Please copy out the text below on the Zapatista rebels' use of the Internet, word for word and in full.

■ Excerpted text:

## begin

The information-age rebels, led by the ski-masked Subcommandante Marcos (whose real name is Rafael Sebastian Guillen) are being assisted by human rights activists and supporters in the southern Mexican state of Chiapas who use the Internet to spread the Zapatista message around the world.

Computer links and satellite television have enabled the Chiapas rebels to marshall international opinion and to spotlight human rights abuses by the Mexican army.

Marcos, the Mexican rebel leader, carries a laptop computer in a backpack and plugs the machine into the cigarette lighter socket of a pick-up truck before tapping out his now famous communiqus. Copied on to floppy disks the statements are taken by courier to supporters who transmit them by telephone to computer bulletin boards.

"What governments should really fear," the rebel spokesman said recently, "is a communications expert."

As a leader of an army of poorly equipped campesinos hiding in jungle redoubts, Marcos has recognised that information transmitted through cyberspace is more powerful than the rebels' Second World War-era guns.

When the Mexican police raided Zapatista safehouses in the southern state of Veracruz recently, it was reported that they captured more computer disks than bullets. And when Mexico's President Ernesto Zedillo launched a military offensive aimed at capturing Marcos, an "urgent action" alert went out to sympathisers worldwide. It included the direct fax number to the president and the interior minister. As a result of the campaign the president's fax machine either burnt out or was switched off according to Mariclaire Acosta, head of a Mexican human rights group.

During their retreat the Zapatistas handed an international public relations beating to the government by sending a communiqu on to the net claiming that the army was "killing children, beating and raping women...and bombing us".

Harry Cleaver, of the University of Texas at Austin, is a key link in the rebels' information chain. Last year he used hundreds of people linked via the Internet to organise the translation of the book Zapatistas! Documents of the New Mexican Revolution in only three weeks.

## end

■ Material:
## begin

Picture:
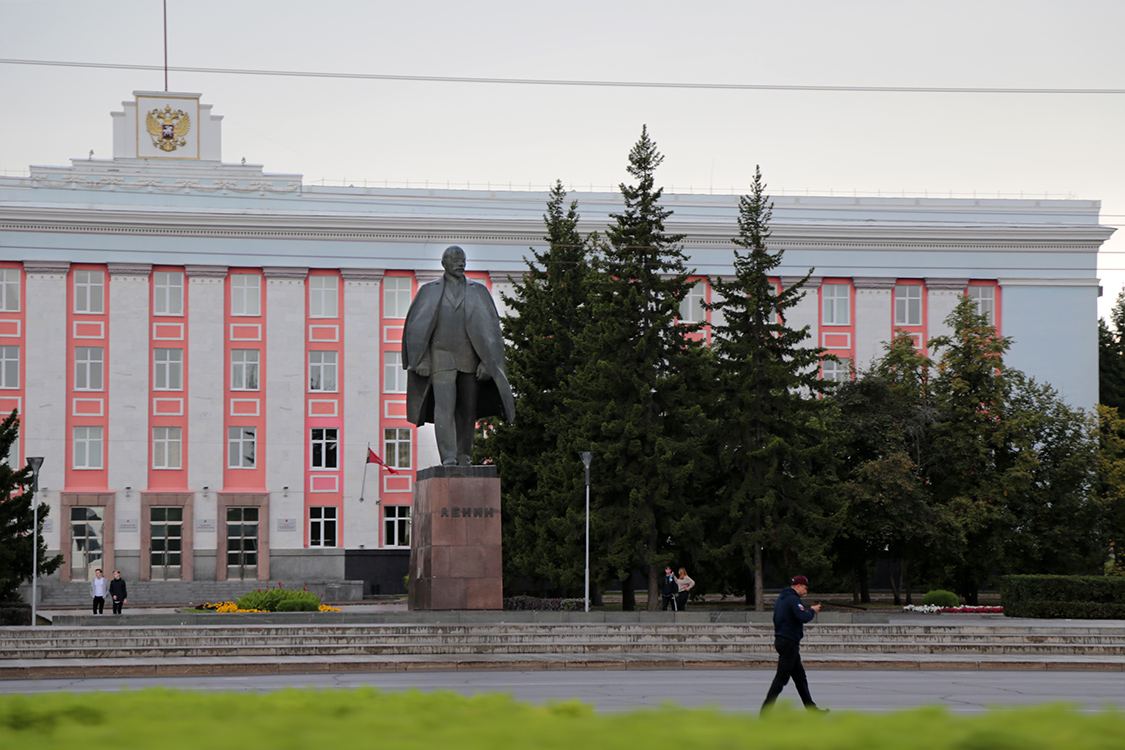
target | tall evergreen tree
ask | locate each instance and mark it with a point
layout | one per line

## end

■ Complete output:
The information-age rebels, led by the ski-masked Subcommandante Marcos (whose real name is Rafael Sebastian Guillen) are being assisted by human rights activists and supporters in the southern Mexican state of Chiapas who use the Internet to spread the Zapatista message around the world.

Computer links and satellite television have enabled the Chiapas rebels to marshall international opinion and to spotlight human rights abuses by the Mexican army.

Marcos, the Mexican rebel leader, carries a laptop computer in a backpack and plugs the machine into the cigarette lighter socket of a pick-up truck before tapping out his now famous communiqus. Copied on to floppy disks the statements are taken by courier to supporters who transmit them by telephone to computer bulletin boards.

"What governments should really fear," the rebel spokesman said recently, "is a communications expert."

As a leader of an army of poorly equipped campesinos hiding in jungle redoubts, Marcos has recognised that information transmitted through cyberspace is more powerful than the rebels' Second World War-era guns.

When the Mexican police raided Zapatista safehouses in the southern state of Veracruz recently, it was reported that they captured more computer disks than bullets. And when Mexico's President Ernesto Zedillo launched a military offensive aimed at capturing Marcos, an "urgent action" alert went out to sympathisers worldwide. It included the direct fax number to the president and the interior minister. As a result of the campaign the president's fax machine either burnt out or was switched off according to Mariclaire Acosta, head of a Mexican human rights group.

During their retreat the Zapatistas handed an international public relations beating to the government by sending a communiqu on to the net claiming that the army was "killing children, beating and raping women...and bombing us".

Harry Cleaver, of the University of Texas at Austin, is a key link in the rebels' information chain. Last year he used hundreds of people linked via the Internet to organise the translation of the book Zapatistas! Documents of the New Mexican Revolution in only three weeks.